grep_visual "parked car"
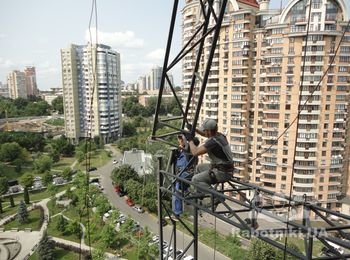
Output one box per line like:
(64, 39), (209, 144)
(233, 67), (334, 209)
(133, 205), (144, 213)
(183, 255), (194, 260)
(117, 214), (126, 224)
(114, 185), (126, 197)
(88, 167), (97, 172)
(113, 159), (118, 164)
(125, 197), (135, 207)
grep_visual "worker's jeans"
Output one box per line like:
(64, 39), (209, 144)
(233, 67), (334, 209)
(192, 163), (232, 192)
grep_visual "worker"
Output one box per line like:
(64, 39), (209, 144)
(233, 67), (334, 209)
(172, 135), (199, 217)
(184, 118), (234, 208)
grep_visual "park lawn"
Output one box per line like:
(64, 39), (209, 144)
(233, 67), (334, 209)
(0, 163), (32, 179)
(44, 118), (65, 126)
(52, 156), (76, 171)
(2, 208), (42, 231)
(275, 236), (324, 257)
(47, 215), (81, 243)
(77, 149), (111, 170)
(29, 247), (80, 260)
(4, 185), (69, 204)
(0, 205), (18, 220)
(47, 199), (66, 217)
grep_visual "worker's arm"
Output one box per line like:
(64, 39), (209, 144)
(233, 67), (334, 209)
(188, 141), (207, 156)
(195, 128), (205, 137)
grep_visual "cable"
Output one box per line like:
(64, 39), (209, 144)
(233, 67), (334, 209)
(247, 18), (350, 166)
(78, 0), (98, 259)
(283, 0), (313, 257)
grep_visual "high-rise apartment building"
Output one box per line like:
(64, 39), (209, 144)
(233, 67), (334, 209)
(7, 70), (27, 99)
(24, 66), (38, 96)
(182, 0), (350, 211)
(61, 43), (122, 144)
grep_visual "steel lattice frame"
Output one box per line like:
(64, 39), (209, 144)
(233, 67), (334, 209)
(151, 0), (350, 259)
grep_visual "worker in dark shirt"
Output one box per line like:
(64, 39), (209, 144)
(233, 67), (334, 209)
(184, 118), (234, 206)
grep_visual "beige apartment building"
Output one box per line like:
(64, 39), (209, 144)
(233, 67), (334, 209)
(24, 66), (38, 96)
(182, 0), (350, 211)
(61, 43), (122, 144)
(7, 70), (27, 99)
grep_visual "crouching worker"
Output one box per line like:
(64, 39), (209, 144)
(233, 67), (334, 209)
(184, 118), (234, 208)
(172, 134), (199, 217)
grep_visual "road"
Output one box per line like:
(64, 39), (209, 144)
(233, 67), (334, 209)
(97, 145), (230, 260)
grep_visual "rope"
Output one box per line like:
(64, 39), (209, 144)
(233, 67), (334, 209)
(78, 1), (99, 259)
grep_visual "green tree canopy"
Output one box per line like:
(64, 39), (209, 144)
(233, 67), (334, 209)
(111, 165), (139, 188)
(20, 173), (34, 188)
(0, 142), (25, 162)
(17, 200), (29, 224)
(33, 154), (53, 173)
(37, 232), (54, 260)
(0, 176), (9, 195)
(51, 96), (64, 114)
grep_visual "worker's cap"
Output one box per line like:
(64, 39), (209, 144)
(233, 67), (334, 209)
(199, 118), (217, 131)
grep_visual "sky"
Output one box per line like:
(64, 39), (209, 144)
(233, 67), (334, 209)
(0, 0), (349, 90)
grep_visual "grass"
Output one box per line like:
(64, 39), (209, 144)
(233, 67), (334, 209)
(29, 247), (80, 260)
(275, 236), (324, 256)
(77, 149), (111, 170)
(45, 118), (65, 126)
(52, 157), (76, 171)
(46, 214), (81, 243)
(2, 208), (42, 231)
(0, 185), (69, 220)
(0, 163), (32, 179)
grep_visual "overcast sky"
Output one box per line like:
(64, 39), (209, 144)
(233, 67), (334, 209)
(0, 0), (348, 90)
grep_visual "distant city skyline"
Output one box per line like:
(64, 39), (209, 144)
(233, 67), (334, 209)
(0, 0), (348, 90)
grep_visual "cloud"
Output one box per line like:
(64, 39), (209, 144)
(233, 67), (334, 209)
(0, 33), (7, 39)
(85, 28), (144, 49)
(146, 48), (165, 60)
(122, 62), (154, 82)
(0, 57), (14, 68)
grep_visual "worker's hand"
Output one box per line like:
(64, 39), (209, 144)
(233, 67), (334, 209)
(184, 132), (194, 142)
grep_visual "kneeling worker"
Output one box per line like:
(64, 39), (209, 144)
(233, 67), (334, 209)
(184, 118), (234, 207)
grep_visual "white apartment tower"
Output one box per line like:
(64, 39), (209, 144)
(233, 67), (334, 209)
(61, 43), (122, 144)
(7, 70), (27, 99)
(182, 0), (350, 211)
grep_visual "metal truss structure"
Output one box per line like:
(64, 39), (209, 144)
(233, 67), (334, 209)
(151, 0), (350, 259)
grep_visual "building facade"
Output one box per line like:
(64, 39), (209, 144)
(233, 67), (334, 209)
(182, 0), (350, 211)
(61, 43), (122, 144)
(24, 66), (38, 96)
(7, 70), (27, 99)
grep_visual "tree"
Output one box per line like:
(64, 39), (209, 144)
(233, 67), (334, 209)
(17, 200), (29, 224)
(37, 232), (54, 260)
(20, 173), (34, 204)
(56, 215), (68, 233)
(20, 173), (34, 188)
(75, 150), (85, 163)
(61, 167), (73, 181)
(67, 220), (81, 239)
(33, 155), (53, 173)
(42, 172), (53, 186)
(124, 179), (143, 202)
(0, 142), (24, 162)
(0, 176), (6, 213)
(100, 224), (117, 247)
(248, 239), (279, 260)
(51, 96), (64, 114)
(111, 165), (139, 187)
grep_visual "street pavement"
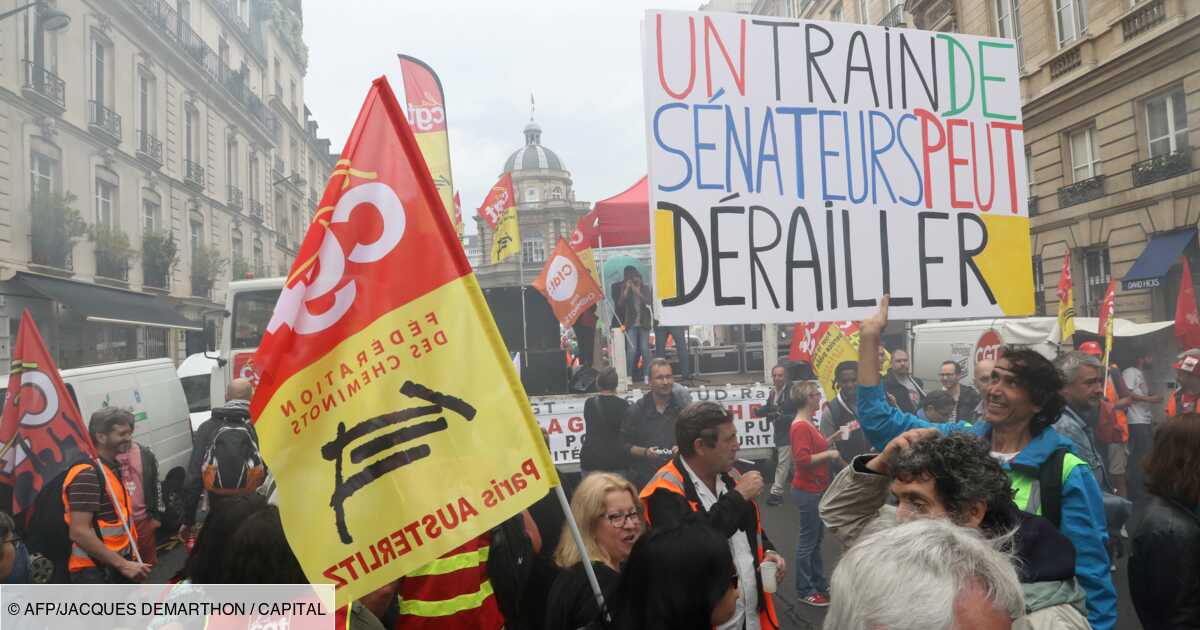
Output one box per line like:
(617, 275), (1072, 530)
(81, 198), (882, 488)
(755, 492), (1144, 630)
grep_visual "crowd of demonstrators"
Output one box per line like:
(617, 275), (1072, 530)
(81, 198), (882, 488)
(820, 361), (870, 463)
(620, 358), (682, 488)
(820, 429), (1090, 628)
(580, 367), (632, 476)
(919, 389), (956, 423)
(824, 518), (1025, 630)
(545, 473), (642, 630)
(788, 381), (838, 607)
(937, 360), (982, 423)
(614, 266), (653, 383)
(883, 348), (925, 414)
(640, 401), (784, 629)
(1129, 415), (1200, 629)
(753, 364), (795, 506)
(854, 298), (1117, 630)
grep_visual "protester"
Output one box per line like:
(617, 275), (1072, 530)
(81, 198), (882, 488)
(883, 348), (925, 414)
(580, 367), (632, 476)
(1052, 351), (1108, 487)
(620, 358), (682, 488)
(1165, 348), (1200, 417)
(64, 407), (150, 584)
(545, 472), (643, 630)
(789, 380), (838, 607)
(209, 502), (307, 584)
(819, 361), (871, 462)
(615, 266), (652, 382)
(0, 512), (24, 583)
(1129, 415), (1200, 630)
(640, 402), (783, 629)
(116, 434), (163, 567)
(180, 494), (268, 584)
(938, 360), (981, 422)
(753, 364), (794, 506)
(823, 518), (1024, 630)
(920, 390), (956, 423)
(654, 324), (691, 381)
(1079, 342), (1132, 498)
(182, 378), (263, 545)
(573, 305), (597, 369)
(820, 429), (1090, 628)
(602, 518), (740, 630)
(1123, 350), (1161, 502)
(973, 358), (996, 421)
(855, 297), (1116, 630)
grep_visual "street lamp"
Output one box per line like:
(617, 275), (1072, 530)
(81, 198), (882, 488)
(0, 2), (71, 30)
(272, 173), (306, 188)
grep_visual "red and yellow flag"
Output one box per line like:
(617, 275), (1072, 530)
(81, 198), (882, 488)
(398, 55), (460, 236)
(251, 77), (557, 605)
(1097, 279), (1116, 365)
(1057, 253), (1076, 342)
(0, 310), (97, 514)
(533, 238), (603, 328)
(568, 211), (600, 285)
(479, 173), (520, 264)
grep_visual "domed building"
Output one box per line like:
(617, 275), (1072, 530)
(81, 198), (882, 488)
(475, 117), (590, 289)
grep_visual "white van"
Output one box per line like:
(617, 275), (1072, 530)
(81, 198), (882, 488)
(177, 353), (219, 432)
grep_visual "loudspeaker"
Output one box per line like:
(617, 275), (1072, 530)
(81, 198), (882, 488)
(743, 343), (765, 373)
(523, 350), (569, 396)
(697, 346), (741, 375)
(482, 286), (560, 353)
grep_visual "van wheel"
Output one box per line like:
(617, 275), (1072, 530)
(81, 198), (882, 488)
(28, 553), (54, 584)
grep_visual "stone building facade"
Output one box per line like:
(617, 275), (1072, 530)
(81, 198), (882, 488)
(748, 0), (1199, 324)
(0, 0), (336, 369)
* * *
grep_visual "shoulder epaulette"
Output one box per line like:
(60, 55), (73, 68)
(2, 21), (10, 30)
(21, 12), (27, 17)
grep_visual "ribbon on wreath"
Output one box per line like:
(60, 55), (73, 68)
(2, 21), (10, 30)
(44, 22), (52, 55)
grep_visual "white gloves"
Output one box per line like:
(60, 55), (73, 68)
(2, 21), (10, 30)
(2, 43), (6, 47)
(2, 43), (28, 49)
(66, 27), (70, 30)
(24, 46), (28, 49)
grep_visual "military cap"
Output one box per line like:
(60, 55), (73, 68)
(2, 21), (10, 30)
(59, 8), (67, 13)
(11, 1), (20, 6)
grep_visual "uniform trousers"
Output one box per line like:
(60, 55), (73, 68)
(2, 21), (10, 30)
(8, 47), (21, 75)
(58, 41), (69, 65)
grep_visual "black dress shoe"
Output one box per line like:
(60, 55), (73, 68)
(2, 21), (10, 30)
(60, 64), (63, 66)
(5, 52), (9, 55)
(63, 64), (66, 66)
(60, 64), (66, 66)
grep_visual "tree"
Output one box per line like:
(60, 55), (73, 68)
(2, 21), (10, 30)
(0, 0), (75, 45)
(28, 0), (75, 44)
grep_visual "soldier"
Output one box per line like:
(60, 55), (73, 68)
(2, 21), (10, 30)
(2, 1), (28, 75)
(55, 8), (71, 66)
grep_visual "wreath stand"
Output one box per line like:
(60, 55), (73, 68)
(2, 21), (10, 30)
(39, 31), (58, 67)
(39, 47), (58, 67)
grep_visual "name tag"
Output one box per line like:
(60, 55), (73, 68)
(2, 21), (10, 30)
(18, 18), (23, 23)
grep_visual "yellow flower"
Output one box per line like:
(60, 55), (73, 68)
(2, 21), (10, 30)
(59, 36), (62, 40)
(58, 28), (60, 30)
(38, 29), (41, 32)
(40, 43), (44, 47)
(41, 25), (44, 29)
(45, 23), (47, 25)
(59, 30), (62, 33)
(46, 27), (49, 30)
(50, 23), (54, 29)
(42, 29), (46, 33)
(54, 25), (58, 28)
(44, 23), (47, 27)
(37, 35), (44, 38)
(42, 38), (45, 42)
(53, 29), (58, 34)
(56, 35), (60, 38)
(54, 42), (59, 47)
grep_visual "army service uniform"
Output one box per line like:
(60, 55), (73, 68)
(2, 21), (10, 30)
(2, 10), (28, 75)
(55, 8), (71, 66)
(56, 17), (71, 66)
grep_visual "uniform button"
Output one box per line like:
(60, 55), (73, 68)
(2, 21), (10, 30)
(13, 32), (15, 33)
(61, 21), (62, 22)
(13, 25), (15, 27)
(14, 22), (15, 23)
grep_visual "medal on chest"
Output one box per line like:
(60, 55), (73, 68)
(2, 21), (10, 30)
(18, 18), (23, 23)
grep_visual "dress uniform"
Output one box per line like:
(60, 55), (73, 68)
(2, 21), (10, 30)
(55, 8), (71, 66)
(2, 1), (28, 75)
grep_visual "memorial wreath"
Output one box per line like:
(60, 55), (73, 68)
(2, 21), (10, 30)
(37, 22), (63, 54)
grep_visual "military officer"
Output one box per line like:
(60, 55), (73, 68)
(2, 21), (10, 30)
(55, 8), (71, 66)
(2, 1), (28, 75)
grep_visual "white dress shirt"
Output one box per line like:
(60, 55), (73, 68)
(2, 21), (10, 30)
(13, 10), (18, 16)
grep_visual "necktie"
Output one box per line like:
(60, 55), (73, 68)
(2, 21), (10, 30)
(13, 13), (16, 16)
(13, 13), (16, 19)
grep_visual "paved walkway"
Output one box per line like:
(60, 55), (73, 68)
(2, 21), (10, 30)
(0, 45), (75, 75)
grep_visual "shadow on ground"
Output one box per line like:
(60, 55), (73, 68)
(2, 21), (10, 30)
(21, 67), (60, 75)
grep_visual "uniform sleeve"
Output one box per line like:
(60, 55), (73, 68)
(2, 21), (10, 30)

EXERCISE DIRECTIONS. Report how many lines of the entries above contain "street", and give no other output.

WORKED SOLUTION. 2